Written instruction: Pull out every line of the material below that contains the string "Target", copying each whole line. Case counts.

[Records of labeled points]
....

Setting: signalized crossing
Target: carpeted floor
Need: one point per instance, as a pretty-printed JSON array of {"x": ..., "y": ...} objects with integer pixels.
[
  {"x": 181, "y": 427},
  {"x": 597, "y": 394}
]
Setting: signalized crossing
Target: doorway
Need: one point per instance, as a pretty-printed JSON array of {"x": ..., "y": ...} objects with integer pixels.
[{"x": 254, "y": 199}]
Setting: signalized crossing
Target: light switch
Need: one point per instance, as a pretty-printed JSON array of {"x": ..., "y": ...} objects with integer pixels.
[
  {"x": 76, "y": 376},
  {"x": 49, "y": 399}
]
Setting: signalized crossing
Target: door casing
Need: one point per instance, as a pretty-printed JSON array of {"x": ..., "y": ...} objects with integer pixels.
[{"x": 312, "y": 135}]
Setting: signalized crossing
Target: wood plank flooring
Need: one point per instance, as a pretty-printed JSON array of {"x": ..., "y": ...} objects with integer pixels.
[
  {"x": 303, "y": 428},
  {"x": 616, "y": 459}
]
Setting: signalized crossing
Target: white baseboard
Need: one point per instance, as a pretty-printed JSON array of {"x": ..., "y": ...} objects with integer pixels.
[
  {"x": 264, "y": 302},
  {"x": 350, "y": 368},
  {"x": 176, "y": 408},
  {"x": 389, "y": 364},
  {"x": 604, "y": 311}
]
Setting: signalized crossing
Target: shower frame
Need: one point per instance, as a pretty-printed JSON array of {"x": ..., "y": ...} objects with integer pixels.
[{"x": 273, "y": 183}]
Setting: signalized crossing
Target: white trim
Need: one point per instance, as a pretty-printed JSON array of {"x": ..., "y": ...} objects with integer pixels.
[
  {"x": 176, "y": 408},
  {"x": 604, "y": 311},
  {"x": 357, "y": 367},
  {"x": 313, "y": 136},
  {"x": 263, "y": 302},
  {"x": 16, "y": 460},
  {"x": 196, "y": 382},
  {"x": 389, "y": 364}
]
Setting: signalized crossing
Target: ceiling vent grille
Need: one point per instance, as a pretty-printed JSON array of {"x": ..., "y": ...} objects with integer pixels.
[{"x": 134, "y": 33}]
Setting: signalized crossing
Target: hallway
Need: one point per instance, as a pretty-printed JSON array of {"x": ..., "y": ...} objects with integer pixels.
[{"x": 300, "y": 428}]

....

Correct answer:
Target: carpeted floor
Target: doorway
Target: light switch
Target: door casing
Target: wood plank flooring
Target: white baseboard
Target: shower frame
Target: white trim
Target: ceiling vent grille
Target: hallway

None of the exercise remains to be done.